Фрагмент документа.
· · · · ·

Антивоенные демонстрации пресекались. Главные противники войны, большевики, были демотивированы. Партия лишилась своей газеты «Правда». Сильно подорвал авторитет большевиков тот факт, что входящие во II Интернационал германские депутаты-социалисты проголосовали за военные кредиты, в отличие от сохранивших верность принципам русских большевистских депутатов, бойкотировавших голосование в Государственной думе.
Секретарь московского градоначальника Всеволод Брянский писал про патриотических манифестантов:
«… Особенно меня раздражали манифестанты. Среди них не было видно запасных, состояли они преимущественно из людей, твёрдо уверенных, что им идти на фронт не придётся, и мне казалось, что все их манифестации основаны главным образом на свойственном русскому человеку желании на законном основании произвести уличный беспорядок и нарушить общественную тишину и спокойствие. В их действиях всегда сквозила наглость и хулиганство: то они сбивали шапку с зазевавшегося прохожего, то уносили чужие флаги и царские портреты, и как-то чувствовалось, что при малейшем воздействии на них патриотическая манифестация превратится или в погром, или же в противоправительственные беспорядки. Как сейчас помню мой разговор с Адриановым, выходившим с балкона после одной речи к манифестантам растроганным и со слезами на глазах: „Вот, Всеволод Викторович (обращаясь к Брянскому. — Ред.), теперь можно сказать, что самодержавие в России упрочилось на долгое время“,— сказал он мне. „А мне кажется, Ваше Превосходительство, — возразил я, — что эта же толпа также охотно может ходить и с красными флагами и кричать: долой самодержавие“». [21]
«Патриотические демонстрации» достигли апогея с разгромом посольства Германии в Санкт-Петербурге. 22 июля (4 августа) 1914 года манифестанты ворвались в увенчанное братьями Диоскурами конями и всадниками здание, за год до описываемых событий открытое на Исаакиевской площади. Газета «Новое время» описывала погром посольства, которое к тому моменту уже покинула дипломатическая команда:
«Через 5–10 минут после начала разгрома толпа бросилась к крепко забронированным железным воротам здания. <…> Пока манифестанты вели переговоры с полицией с просьбой допустить их в помещение дворца, незначительная кучка манифестантов, проникнувшая во двор, показалась на крыше посольского здания. Площадь огласилась криками „ура“ и „браво“. Кричали: „Вон коней и фигуры, долой немецкий штандарт!“. Через несколько минут на землю полетел германский штандарт и откуда-то добытое германское знамя. То и другое в один момент было превращено в жалкие остатки.
Возбуждение толпы росло. Новый натиск на ворота посольского здания дал ещё возможность группе манифестантов проникнуть внутрь двора. Вместо герба, сброшенного потом в Мойку, появился русский флаг. <…> Найденный на втором этаже посольства, в Тронном зале, портрет Вильгельма был брошен в костёр; висевшее на стене громадное знамя разорвано на клочки. Трон разломали и бронзовые украшения зала также, шёлковая мебель вспорота. В разбитые окна верхнего этажа полетели бумаги, бельё, картины, статуи, бронза и т. д. В столовой был разбит весь хрусталь и всё стекло. В погребе было уничтожено громадное количество шампанского. Любопытно, между прочим, отметить, что большинство картин высокой художественной ценности было от погрома сохранено.

· · · · ·

Строки набора.
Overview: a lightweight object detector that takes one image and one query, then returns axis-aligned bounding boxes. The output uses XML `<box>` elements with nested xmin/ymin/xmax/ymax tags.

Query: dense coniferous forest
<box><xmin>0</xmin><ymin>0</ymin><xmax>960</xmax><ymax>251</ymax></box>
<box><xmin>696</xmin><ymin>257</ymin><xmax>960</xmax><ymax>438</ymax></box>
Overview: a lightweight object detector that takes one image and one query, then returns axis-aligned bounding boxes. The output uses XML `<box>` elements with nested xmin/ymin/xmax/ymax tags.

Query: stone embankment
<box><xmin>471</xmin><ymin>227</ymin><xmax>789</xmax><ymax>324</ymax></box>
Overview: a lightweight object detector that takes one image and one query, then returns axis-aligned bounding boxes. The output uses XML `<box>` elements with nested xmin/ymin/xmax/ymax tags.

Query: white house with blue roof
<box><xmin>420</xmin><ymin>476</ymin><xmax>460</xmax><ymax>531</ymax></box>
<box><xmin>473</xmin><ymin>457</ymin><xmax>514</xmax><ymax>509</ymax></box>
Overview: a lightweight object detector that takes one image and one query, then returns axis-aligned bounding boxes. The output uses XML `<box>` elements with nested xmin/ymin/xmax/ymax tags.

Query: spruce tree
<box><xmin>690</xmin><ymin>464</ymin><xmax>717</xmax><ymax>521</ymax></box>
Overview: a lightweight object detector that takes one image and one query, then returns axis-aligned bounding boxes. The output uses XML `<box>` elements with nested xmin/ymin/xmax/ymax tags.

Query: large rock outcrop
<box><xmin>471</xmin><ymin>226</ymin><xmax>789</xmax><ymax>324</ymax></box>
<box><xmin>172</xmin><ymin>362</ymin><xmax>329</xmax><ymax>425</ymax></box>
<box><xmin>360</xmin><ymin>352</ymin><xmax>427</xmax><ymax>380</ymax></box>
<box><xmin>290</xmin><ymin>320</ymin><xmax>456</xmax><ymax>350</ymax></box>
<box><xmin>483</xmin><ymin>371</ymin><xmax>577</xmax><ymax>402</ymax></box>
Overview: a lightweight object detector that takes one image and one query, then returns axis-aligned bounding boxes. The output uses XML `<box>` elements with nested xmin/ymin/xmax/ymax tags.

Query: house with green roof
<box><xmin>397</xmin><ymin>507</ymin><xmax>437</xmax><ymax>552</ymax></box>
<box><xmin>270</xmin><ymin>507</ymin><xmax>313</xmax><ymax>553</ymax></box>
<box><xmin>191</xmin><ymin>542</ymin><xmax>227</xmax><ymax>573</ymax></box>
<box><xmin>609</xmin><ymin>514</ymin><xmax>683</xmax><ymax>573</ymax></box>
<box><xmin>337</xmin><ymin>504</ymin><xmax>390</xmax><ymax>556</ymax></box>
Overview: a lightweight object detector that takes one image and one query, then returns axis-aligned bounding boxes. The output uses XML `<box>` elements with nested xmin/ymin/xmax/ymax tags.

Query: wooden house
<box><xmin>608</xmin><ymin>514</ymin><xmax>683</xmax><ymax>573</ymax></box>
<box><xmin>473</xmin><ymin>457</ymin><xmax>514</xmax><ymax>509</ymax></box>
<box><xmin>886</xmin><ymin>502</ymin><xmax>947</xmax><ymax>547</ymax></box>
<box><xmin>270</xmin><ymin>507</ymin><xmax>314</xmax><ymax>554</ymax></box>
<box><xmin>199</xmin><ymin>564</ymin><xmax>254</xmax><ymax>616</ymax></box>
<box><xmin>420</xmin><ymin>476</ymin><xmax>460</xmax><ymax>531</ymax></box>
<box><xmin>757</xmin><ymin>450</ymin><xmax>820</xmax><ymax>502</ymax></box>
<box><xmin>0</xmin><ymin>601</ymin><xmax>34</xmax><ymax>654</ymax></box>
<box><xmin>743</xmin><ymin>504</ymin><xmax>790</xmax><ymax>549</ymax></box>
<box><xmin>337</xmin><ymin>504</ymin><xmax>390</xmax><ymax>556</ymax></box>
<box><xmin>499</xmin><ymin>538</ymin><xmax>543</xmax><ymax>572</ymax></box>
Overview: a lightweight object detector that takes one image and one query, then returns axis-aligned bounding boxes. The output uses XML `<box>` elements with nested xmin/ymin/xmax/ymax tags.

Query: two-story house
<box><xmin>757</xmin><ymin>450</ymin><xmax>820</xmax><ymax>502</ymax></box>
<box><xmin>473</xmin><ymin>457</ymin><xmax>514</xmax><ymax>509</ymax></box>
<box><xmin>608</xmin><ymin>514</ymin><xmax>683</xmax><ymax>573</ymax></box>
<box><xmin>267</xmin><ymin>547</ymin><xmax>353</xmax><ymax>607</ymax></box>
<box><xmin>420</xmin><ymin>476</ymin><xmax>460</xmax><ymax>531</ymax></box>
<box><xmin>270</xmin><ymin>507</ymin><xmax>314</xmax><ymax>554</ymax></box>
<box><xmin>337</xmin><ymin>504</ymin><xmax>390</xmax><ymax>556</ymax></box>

· · · · ·

Суть задания.
Выпишите все возгласы толпы, которые приводятся во фрагменте о погроме германского посольства в цитате из газеты «Новое время».

Письменное решение.
- «ура»
- «браво»
- «Вон коней и фигуры, долой немецкий штандарт!»